# [WRITTEN TASK]
Exactly as they appear, copy the lines of the listing from the one containing "Mark every instance of the metal" through the final line, both included, and nothing else.

# [INFORMATION PROVIDED]
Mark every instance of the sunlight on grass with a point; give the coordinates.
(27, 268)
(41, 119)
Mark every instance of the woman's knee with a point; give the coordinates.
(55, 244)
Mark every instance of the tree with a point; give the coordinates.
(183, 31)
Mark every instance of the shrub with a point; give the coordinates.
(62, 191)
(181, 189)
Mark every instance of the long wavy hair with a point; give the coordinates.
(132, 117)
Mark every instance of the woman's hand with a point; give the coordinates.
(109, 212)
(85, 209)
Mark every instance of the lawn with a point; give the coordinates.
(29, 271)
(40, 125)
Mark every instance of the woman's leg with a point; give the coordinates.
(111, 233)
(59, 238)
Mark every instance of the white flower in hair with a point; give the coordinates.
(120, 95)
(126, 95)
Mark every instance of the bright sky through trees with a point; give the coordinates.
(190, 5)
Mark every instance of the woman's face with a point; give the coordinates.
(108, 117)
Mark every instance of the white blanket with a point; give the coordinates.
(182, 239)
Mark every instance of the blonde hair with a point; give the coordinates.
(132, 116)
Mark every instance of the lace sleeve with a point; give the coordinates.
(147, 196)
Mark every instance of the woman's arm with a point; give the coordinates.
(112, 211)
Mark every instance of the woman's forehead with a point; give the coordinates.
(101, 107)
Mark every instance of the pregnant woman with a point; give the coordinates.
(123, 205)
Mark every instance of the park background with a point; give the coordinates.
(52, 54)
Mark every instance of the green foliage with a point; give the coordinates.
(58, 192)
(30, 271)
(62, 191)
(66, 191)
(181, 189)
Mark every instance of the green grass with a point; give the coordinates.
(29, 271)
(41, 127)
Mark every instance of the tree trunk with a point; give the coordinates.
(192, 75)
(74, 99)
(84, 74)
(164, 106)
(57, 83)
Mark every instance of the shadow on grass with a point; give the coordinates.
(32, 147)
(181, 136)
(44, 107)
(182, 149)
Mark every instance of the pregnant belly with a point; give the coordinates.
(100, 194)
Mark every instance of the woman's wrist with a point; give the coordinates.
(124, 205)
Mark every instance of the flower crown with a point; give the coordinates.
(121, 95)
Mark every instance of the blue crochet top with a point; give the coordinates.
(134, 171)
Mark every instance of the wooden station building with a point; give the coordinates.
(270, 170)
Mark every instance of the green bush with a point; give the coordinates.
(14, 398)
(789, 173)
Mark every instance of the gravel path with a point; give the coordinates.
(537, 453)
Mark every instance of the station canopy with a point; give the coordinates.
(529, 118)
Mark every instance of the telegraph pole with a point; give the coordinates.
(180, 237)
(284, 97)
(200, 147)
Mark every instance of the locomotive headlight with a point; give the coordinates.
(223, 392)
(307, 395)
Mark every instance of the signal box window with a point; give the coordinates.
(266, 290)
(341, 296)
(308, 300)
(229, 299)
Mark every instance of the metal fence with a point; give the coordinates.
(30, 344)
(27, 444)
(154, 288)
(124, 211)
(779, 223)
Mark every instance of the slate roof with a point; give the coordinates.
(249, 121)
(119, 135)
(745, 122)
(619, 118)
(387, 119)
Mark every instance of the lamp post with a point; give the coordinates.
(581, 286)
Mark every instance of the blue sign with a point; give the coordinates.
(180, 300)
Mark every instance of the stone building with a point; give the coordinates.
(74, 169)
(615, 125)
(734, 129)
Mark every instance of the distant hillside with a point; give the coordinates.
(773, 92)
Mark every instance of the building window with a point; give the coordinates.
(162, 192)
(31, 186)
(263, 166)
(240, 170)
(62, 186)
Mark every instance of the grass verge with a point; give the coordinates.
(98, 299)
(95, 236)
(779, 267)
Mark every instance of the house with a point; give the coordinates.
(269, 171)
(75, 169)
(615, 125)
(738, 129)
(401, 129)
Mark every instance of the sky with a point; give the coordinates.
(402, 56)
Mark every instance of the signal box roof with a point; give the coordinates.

# [EXERCISE OUTPUT]
Mark every instance of the metal fence with a point; give the coordinates.
(30, 344)
(27, 444)
(154, 288)
(124, 211)
(779, 223)
Mark every instance of the slate roof with a point; give the coordinates.
(249, 121)
(119, 135)
(745, 122)
(619, 118)
(387, 119)
Mark every instance of the lamp post with a point; give the coordinates.
(581, 286)
Mark every instance of the blue sign with a point; give the coordinates.
(180, 300)
Mark every instance of the stone building with a point; give the coordinates.
(74, 169)
(615, 125)
(734, 129)
Mark every instance of the distant hillside with a point; give the coordinates.
(773, 92)
Mark every instance of the building window with a point; give the coordinates.
(162, 192)
(31, 186)
(263, 166)
(240, 170)
(62, 186)
Mark every instance of the grass verge with a point; give the coordinates.
(98, 299)
(95, 236)
(779, 267)
Mark every instance of the house with a point; give the coordinates.
(269, 171)
(75, 169)
(615, 125)
(738, 129)
(401, 129)
Mark every instance of the sky with a point; give the coordinates.
(402, 56)
Mark every instance of the signal box roof with a point; give the coordinates.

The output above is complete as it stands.